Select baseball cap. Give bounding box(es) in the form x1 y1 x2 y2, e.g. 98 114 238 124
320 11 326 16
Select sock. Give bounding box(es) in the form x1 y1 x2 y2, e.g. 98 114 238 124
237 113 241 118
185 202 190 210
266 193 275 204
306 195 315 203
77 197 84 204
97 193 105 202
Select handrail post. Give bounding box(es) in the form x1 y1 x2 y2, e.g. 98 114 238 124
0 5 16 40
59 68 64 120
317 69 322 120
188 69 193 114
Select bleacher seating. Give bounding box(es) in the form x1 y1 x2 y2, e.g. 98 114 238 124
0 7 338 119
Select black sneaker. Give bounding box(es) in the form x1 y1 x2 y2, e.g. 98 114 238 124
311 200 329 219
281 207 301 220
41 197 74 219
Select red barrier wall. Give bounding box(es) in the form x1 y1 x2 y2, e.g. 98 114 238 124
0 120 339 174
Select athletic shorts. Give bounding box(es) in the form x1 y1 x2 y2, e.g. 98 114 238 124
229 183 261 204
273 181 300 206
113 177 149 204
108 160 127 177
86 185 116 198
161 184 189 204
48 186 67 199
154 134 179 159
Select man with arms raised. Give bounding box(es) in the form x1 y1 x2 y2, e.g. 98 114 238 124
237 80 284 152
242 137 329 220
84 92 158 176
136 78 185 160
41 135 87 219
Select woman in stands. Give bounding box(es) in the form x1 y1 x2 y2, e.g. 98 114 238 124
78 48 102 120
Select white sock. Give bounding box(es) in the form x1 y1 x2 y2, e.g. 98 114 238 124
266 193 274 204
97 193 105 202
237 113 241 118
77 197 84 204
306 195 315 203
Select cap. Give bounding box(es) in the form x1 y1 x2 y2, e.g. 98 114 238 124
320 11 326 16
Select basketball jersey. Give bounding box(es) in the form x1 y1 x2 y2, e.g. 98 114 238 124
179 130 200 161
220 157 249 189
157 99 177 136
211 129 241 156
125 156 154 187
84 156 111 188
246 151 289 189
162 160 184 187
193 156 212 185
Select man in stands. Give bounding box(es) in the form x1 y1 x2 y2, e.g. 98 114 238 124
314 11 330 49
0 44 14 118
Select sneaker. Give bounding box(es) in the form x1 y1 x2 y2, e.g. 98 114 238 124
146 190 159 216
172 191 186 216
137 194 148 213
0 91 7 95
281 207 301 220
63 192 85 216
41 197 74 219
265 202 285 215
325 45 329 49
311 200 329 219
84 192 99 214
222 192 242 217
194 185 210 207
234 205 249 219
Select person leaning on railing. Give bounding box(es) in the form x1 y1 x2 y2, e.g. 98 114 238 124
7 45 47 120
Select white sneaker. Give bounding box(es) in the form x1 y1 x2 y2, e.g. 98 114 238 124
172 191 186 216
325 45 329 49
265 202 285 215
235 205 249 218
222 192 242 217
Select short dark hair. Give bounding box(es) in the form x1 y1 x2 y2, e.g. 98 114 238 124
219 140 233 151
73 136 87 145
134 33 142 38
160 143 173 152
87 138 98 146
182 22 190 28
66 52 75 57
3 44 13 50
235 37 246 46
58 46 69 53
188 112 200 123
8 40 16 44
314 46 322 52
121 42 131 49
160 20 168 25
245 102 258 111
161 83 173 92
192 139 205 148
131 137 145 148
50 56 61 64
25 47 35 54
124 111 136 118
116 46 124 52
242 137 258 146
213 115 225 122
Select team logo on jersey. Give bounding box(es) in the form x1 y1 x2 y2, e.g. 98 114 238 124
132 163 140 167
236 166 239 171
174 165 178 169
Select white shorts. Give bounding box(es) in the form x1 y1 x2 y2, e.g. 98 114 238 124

○ ○ ○ ○ ○

## Directions for this task
The required output is each line from the one with "Select short dark" through the end of the material above, repeated exactly with both ends included.

## Solution to the problem
Select short dark hair. Give bounding box(es) in the form x1 y1 x2 y2, e.g. 98 114 238 124
219 140 233 151
73 136 87 145
134 33 142 38
160 143 173 152
87 138 98 146
182 22 190 28
66 52 75 57
3 44 13 50
235 37 246 46
58 46 69 53
188 112 200 123
8 40 16 44
314 46 322 52
121 42 131 49
160 20 168 25
245 102 258 111
161 83 173 92
192 139 205 148
131 137 145 148
50 56 61 64
25 47 35 54
124 111 136 118
116 46 124 52
242 137 258 146
213 115 225 122
Select team logo on jersey. Give bounding box(es) in the form x1 y1 x2 y2, e.g. 98 114 238 124
132 163 140 167
236 166 239 171
174 165 178 169
Select white shorts. Give bounding box(es) in the form x1 y1 x2 y2, e.g. 98 114 238 124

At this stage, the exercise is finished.